Using the records below, copy every line that holds the string "green".

**** INFORMATION SUPPLIED ****

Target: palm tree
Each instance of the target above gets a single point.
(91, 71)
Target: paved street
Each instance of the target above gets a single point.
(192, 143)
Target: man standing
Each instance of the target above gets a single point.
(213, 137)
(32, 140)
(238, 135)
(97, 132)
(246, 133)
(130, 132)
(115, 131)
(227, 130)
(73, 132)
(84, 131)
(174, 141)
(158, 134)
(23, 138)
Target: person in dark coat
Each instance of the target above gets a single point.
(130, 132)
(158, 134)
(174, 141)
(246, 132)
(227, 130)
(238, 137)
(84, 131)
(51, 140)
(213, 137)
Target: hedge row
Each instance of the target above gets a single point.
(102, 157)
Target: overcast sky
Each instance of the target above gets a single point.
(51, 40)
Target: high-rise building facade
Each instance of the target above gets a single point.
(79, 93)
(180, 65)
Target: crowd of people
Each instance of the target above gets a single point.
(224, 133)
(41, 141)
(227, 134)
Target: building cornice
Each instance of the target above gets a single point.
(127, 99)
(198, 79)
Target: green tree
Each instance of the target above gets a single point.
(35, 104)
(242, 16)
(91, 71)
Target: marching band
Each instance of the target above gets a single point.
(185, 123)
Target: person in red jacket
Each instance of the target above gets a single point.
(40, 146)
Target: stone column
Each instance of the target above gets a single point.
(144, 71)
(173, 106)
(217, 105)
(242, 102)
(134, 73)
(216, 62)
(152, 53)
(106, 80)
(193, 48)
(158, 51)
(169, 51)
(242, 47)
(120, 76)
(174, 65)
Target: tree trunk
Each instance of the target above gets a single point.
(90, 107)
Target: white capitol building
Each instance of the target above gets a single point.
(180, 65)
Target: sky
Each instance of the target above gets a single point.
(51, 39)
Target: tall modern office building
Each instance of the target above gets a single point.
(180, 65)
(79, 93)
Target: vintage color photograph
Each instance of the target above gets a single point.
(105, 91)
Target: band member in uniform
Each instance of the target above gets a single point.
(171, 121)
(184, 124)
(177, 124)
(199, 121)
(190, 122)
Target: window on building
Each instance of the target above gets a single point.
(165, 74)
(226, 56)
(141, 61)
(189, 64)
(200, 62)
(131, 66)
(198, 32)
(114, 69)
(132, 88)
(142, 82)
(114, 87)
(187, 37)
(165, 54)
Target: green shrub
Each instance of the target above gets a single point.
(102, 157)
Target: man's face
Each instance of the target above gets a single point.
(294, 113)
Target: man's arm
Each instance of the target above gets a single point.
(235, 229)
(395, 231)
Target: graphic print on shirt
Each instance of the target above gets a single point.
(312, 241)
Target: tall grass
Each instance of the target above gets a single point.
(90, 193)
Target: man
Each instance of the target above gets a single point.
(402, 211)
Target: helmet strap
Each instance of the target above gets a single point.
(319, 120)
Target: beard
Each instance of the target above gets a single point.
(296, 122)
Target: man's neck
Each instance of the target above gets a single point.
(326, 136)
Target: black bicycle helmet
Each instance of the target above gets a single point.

****

*TASK RESPONSE:*
Target: green tree
Target: green shrub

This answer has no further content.